──────── GIVEN ENTRIES ────────
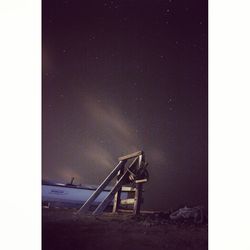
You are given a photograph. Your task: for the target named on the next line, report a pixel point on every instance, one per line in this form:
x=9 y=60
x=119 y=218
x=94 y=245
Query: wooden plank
x=118 y=185
x=128 y=189
x=126 y=157
x=87 y=204
x=130 y=201
x=141 y=181
x=138 y=198
x=117 y=198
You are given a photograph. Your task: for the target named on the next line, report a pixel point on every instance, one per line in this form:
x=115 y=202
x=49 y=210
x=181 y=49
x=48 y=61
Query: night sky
x=121 y=76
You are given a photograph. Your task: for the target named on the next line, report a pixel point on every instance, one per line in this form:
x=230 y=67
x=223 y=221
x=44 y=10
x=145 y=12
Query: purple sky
x=121 y=76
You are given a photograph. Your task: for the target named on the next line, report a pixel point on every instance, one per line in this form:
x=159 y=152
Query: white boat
x=71 y=195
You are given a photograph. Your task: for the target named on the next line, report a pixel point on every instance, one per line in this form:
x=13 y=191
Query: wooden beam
x=138 y=198
x=117 y=198
x=126 y=157
x=87 y=204
x=117 y=186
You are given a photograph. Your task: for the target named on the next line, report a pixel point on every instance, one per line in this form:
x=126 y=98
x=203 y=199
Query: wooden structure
x=134 y=175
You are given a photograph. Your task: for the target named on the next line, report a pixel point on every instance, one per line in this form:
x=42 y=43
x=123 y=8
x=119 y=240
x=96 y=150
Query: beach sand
x=62 y=230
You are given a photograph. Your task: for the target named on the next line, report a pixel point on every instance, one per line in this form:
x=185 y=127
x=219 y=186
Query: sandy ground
x=62 y=230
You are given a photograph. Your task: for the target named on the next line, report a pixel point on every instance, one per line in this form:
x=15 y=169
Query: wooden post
x=138 y=198
x=114 y=172
x=117 y=186
x=117 y=198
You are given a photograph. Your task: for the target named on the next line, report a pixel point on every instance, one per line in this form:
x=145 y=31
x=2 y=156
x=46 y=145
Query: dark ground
x=61 y=229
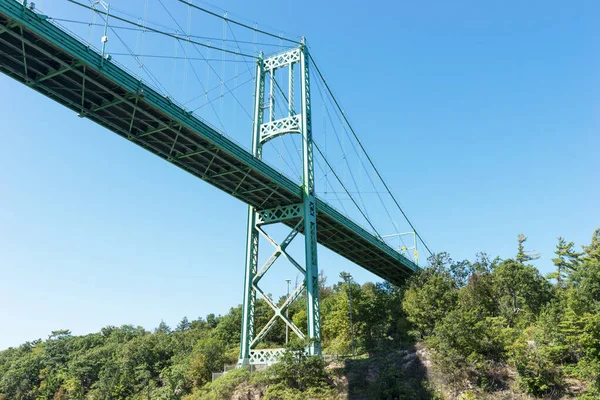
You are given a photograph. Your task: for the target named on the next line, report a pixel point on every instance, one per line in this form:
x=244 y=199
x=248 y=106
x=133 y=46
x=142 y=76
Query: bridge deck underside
x=50 y=61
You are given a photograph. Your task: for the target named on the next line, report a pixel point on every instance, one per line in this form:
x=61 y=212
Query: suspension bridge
x=43 y=55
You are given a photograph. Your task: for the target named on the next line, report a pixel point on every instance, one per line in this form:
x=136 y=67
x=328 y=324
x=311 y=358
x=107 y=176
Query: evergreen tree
x=522 y=255
x=566 y=261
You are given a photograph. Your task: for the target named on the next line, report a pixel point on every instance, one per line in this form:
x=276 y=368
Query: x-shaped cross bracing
x=279 y=312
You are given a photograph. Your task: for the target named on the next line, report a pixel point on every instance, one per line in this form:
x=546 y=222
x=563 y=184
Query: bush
x=538 y=375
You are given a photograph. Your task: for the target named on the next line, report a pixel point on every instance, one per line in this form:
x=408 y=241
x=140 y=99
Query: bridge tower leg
x=301 y=216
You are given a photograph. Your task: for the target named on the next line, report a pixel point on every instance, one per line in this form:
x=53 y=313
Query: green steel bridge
x=56 y=64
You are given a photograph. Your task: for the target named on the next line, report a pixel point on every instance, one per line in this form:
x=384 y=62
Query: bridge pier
x=301 y=217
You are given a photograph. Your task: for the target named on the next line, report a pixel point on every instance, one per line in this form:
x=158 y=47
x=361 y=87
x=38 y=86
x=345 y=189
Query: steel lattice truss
x=40 y=55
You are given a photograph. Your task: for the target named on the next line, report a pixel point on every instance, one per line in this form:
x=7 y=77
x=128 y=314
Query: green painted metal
x=310 y=211
x=252 y=236
x=33 y=51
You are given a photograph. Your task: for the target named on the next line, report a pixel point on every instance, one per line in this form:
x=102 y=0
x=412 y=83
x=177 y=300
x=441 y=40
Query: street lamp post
x=287 y=314
x=348 y=278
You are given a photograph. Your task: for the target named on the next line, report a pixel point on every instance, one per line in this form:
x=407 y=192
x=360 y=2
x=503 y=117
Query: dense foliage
x=488 y=325
x=130 y=362
x=485 y=318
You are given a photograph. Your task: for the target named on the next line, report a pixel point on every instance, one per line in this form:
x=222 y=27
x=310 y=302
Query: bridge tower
x=265 y=129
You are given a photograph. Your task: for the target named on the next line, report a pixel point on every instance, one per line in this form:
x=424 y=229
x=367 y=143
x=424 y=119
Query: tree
x=593 y=250
x=566 y=261
x=522 y=255
x=183 y=325
x=430 y=295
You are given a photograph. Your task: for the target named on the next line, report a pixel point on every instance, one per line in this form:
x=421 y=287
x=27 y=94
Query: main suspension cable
x=365 y=151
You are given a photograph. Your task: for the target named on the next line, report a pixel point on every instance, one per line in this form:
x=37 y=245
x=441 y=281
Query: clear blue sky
x=484 y=117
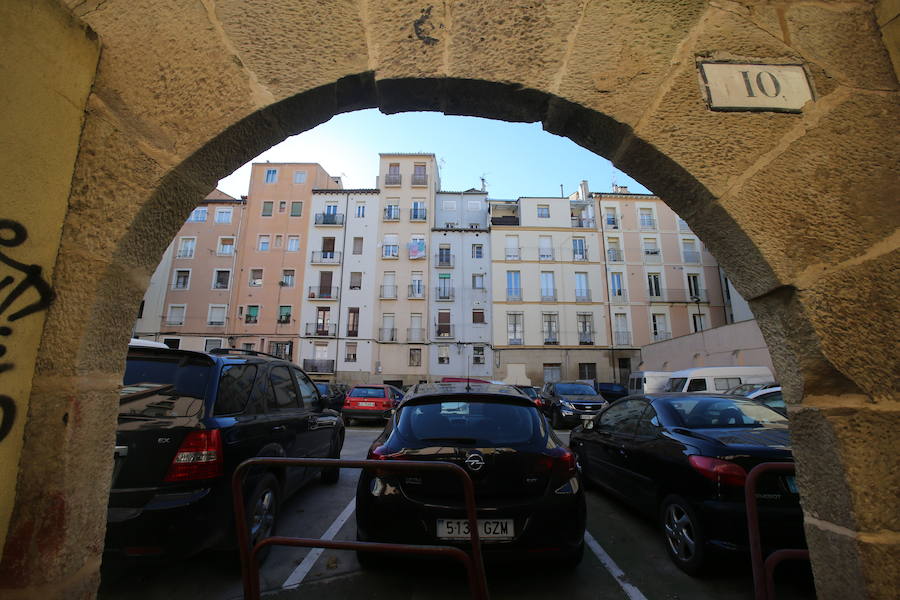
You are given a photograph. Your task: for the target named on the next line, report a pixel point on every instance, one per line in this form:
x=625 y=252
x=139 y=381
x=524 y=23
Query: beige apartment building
x=272 y=257
x=408 y=183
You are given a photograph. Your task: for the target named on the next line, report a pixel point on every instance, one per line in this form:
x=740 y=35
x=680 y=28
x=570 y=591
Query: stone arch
x=619 y=78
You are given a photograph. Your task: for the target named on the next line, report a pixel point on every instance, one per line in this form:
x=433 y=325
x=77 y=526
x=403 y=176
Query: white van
x=645 y=382
x=716 y=380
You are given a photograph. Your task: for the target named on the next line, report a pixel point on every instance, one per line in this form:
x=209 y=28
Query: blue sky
x=516 y=159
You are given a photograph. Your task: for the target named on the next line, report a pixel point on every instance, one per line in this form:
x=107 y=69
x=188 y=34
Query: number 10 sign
x=753 y=87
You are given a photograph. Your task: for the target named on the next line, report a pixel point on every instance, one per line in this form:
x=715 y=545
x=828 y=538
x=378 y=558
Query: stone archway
x=797 y=207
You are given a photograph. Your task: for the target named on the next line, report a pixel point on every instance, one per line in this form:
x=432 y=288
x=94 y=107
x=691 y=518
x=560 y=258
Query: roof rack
x=242 y=351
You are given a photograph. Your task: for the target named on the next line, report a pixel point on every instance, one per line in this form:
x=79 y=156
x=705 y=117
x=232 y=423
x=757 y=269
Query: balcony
x=329 y=219
x=325 y=257
x=444 y=331
x=444 y=260
x=444 y=293
x=622 y=338
x=318 y=365
x=321 y=329
x=323 y=293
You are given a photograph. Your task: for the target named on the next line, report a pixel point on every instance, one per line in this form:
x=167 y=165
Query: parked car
x=771 y=397
x=611 y=391
x=186 y=420
x=566 y=403
x=683 y=459
x=530 y=499
x=370 y=402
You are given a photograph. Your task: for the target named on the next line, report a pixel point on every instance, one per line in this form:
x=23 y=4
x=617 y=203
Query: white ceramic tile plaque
x=730 y=86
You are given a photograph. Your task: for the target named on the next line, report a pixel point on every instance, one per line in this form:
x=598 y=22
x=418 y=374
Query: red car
x=370 y=402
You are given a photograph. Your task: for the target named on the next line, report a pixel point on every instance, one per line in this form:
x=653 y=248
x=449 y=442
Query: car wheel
x=261 y=509
x=682 y=534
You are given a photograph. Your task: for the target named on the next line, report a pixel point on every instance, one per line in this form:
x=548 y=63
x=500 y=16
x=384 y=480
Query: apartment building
x=408 y=183
x=549 y=315
x=338 y=313
x=273 y=256
x=460 y=304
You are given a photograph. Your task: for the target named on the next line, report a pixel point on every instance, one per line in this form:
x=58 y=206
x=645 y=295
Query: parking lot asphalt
x=625 y=559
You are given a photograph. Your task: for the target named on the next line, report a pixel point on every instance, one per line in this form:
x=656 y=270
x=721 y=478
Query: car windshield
x=164 y=387
x=712 y=413
x=574 y=389
x=367 y=392
x=454 y=422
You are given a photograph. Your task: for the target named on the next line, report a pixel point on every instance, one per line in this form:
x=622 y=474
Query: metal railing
x=318 y=365
x=250 y=564
x=329 y=219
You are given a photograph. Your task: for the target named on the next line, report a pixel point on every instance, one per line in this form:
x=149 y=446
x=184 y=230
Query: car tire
x=682 y=534
x=261 y=511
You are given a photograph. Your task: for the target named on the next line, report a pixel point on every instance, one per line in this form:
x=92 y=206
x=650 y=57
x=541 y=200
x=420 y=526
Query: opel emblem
x=475 y=462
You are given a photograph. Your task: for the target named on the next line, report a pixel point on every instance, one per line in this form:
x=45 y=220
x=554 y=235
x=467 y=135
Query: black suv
x=186 y=420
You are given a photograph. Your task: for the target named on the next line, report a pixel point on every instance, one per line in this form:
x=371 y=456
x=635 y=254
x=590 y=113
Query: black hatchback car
x=186 y=420
x=528 y=492
x=683 y=459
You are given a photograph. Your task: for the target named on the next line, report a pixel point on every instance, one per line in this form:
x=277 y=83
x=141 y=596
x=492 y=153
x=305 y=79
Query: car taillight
x=198 y=457
x=718 y=470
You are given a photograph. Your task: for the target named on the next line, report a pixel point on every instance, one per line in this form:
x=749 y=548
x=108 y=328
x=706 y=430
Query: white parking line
x=303 y=569
x=630 y=590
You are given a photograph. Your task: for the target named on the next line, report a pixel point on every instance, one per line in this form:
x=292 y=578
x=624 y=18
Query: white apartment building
x=460 y=302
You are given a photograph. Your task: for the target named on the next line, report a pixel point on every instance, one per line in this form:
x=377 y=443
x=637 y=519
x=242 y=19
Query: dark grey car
x=567 y=403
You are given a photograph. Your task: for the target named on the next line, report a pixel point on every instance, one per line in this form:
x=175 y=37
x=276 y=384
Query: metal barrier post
x=764 y=570
x=250 y=568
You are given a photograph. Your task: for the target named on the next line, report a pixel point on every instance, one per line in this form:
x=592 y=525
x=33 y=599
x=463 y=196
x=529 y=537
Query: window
x=225 y=247
x=415 y=357
x=182 y=280
x=221 y=279
x=216 y=315
x=252 y=315
x=515 y=328
x=255 y=277
x=443 y=354
x=223 y=215
x=477 y=355
x=186 y=248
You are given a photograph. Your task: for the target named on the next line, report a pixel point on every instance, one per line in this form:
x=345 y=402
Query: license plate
x=458 y=529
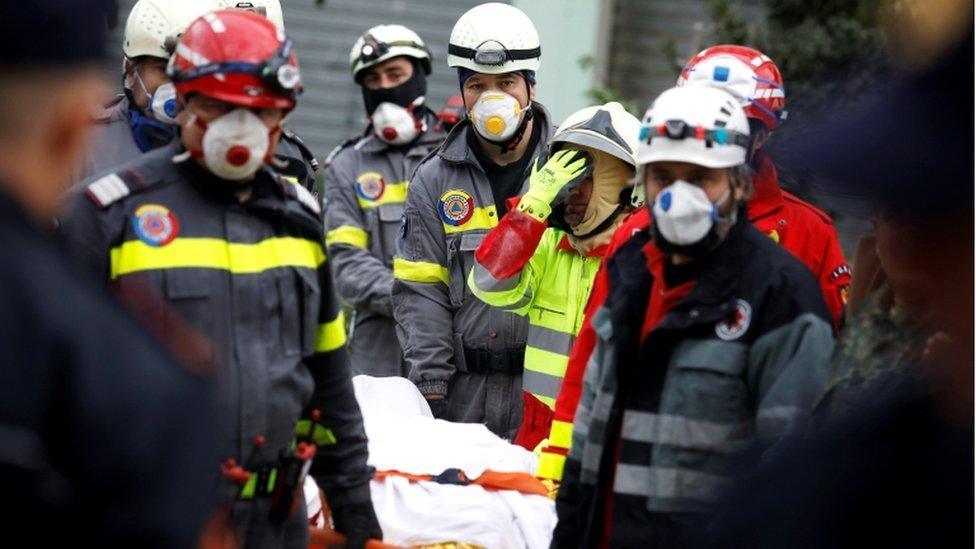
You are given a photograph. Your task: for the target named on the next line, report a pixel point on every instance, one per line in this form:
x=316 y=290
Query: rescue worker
x=545 y=273
x=802 y=229
x=711 y=337
x=239 y=254
x=293 y=159
x=144 y=116
x=366 y=186
x=105 y=435
x=464 y=355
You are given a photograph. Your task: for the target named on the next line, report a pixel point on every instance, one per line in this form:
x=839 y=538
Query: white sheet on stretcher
x=404 y=436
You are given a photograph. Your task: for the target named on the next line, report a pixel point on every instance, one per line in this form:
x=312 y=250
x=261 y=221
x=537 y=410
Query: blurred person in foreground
x=897 y=471
x=103 y=433
x=238 y=253
x=712 y=337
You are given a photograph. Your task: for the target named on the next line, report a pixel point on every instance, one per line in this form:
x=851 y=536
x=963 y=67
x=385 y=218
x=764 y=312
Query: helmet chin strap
x=513 y=142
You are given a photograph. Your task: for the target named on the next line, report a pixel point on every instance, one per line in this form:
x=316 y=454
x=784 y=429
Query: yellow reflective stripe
x=349 y=235
x=546 y=362
x=394 y=193
x=419 y=271
x=321 y=435
x=561 y=434
x=551 y=466
x=214 y=253
x=331 y=335
x=482 y=218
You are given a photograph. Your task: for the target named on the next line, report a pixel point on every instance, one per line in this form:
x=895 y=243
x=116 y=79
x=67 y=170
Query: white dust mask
x=497 y=115
x=683 y=214
x=163 y=103
x=396 y=125
x=235 y=146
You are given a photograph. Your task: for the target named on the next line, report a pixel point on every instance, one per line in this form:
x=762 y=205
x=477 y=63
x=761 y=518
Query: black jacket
x=104 y=436
x=741 y=357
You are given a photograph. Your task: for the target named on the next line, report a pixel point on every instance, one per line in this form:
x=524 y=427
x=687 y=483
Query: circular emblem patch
x=736 y=323
x=155 y=225
x=370 y=186
x=456 y=207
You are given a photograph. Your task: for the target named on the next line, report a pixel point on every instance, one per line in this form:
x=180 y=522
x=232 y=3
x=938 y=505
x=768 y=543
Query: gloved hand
x=438 y=407
x=563 y=168
x=358 y=523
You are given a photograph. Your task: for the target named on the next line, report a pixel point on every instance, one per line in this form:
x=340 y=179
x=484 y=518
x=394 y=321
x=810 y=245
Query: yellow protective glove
x=547 y=182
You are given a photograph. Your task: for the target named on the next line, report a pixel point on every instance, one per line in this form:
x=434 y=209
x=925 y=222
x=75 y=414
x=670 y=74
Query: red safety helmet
x=238 y=57
x=748 y=74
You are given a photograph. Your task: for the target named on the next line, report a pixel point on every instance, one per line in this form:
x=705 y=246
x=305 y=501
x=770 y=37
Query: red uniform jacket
x=801 y=228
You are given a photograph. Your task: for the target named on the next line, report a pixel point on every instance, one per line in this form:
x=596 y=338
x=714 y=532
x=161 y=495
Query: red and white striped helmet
x=239 y=57
x=748 y=74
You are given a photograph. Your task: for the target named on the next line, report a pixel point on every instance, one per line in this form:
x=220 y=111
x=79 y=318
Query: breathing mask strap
────────
In the listing above, the line with "x=714 y=532" and every line after it must be set down word for word, and no other line.

(WRITTEN RESPONSE)
x=714 y=532
x=161 y=495
Query: red and white striped helmet
x=239 y=57
x=748 y=74
You are given a photograph. Your task: for the target named on the next line, report a pixel point on every instance, one per line in this form:
x=220 y=111
x=79 y=318
Query: breathing mask strap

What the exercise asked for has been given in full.